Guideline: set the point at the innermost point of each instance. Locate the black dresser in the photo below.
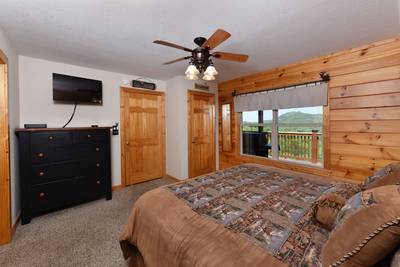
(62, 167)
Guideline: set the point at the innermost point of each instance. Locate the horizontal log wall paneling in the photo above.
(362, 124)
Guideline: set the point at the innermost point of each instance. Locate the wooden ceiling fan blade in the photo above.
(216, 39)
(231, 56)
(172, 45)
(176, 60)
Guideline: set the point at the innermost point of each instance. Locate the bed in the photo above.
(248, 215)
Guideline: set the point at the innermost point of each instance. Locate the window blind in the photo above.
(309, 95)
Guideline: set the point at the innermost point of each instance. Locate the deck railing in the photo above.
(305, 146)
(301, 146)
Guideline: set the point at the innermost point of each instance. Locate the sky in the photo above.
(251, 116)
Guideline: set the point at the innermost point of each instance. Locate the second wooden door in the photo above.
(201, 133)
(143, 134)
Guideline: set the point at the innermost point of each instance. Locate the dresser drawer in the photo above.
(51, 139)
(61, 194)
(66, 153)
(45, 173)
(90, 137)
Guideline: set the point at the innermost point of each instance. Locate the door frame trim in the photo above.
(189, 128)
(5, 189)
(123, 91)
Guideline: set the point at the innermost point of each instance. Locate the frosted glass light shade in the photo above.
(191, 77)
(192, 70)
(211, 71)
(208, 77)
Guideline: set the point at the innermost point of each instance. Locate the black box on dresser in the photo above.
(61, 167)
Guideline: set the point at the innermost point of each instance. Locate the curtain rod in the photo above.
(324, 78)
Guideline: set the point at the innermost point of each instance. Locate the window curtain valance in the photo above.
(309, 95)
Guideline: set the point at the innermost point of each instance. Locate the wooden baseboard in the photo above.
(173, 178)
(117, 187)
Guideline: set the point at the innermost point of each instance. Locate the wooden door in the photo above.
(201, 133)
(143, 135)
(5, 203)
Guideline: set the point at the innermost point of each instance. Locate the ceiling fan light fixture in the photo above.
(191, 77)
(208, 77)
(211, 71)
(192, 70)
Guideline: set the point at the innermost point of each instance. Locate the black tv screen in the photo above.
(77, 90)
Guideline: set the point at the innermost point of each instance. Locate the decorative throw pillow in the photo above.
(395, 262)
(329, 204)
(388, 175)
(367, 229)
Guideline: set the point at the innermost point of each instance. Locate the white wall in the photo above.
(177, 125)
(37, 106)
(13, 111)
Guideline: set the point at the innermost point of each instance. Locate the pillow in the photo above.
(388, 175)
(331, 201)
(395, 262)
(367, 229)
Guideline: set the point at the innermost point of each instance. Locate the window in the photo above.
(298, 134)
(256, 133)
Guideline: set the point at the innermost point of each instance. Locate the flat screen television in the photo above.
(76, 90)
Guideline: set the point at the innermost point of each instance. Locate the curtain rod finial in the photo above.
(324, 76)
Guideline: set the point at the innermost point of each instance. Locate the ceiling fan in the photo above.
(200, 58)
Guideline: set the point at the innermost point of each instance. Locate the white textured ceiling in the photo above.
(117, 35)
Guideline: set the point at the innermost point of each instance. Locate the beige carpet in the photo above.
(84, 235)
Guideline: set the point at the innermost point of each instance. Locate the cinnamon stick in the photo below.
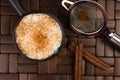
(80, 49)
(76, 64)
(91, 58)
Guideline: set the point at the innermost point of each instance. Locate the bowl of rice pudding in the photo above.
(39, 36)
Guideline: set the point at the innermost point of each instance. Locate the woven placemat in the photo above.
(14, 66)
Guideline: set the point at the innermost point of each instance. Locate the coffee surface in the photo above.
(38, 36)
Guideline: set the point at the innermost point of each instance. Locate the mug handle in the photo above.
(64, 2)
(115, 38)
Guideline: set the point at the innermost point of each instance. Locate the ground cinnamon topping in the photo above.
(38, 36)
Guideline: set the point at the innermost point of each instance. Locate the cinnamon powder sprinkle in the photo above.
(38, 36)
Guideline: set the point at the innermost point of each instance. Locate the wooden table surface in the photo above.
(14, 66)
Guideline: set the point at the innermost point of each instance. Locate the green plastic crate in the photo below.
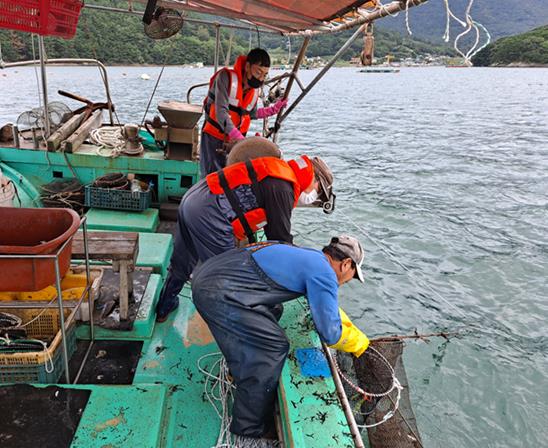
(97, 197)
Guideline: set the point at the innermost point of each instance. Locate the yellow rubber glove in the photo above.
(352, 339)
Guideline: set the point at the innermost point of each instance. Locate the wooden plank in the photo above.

━━━

**Task prompt**
Retype each line of the listing above word for word. Exclude the pictures.

**Solution to this task**
Guideline: set the point at the innermost point of each instance. Locate the black dresser in the photo below.
(62, 167)
Guideline: set the point at the innermost point of each instance. Locate the horizontal log wall paneling in the photo above.
(362, 124)
Guideline: set the point at the innermost point of each instance. Locate the wooden ceiling fan blade in the photo above.
(216, 39)
(231, 56)
(172, 45)
(176, 60)
Guideline: set the point at the innermost point of each instance. Locate the bed in the photo above.
(248, 215)
Guideline: set the point at the innermost point of each instance. Locate the window blind in the photo above.
(309, 95)
Guideline: set the point at the innermost point of each instance. Locate the deck railing in the photo above.
(305, 146)
(301, 146)
Guideline: set the point at the innermost point of each instance. Locate the sky in the photo above.
(251, 116)
Guideline: set the point at the innermost point of each instance. Locate the second wooden door in the photo above.
(201, 133)
(143, 134)
Guideline: set the point at the innermost point of each instance. Locate the dresser drawer in the photo above.
(51, 139)
(61, 194)
(66, 153)
(45, 173)
(90, 137)
Guideline: set the point at the innermost point of each instance. Locate the door frame trim in the photo above.
(189, 128)
(5, 189)
(123, 91)
Guideline: set the point at the innermost point of each instance. Locate the frosted glass light shade in the photo above.
(191, 77)
(192, 70)
(211, 71)
(208, 77)
Guideline: set the point at the innermost point of each instance. Locate the black box on dresser in the photo above.
(61, 167)
Guideline: set the point at the innermost point of each instance. Locate the curtain rod in the photo above.
(324, 78)
Guideline: set the point at the innermost point of each instance. Locate the window curtain valance in the photo above.
(309, 95)
Guideline: set the point at the innermost point of each instance. Locate the wooden baseboard in the photo above.
(173, 178)
(117, 187)
Guideline: set the point at the innermost point of each instance. Locate the wooden door in the photo above.
(201, 133)
(143, 135)
(5, 203)
Guideline: set the point at the innermost point of each instance. Locate the ceiling fan light fixture in the photo above.
(191, 77)
(208, 77)
(211, 71)
(192, 70)
Guideline: set the point at the innermost point of each instance. Locate the black tv screen in the photo above.
(77, 90)
Guideline: set the point at the innermost point of each instance. Locate the decorative throw pillow in the photo above.
(395, 262)
(329, 204)
(388, 175)
(367, 229)
Guideline: set the point at the innermost point of each instance. Locate the white wall in the photo above.
(177, 125)
(37, 106)
(13, 111)
Guideline: set the point at the innermost point of each instance. Locate the pillow in the photo above.
(388, 175)
(331, 201)
(395, 262)
(367, 229)
Guideline: set the point at the innermost point of each instance. Locate the window in the photo above.
(298, 134)
(256, 133)
Guideline: set the point at the innermost point of each instance. Locate the flat screen television in the photo above.
(76, 90)
Guideline: set the point at the innermost point of each instance. Locate the curtain rod finial in the photo above.
(324, 76)
Guideline: set the point at the innermost point of each instance. Locate the ceiling fan in the photo above.
(200, 58)
Guideline: set the point at the innermost point of each instance. Locate the white textured ceiling in the photo above.
(117, 35)
Guideline: set the point at the innermost point of each instance. Locate the beige carpet in the photo above.
(84, 235)
Guideline: set the point at the innermost point of each instance. Locate the cinnamon stick in the photo below.
(80, 49)
(76, 64)
(91, 58)
Guideline: set the point at the innermost point of each instance. Locate the bowl of rice pudding in the photo above.
(39, 36)
Guideline: set the point at the innermost point of each instance. Locate the woven placemat in the photo above.
(14, 66)
Guideline: set the point at the innermost point of each instance. Locate the coffee surface in the photo above.
(38, 36)
Guideline: set the point at the innermost point of each instance. Locate the mug handle in the photo above.
(64, 2)
(115, 38)
Guideline: set the point at the innermost point of each instance. Locate the ground cinnamon topping in the photo above.
(38, 36)
Guideline: set the point at the innermost point of each instance. Locate the cinnamon powder sprinkle in the photo above.
(38, 36)
Guideline: set the point at the innermost point of each instance. Locate the wooden table surface in the photo above.
(14, 66)
Guideline: set the point at the innermost point of each instance. Locate the green plastic crate in the photo below.
(97, 197)
Guideline: set the point at the innermost point of each instance. Locate the yellow rubber glove in the photo above.
(352, 339)
Guideline: set the point at the innermost point of each instance. Locate the wooden plank in the photo above.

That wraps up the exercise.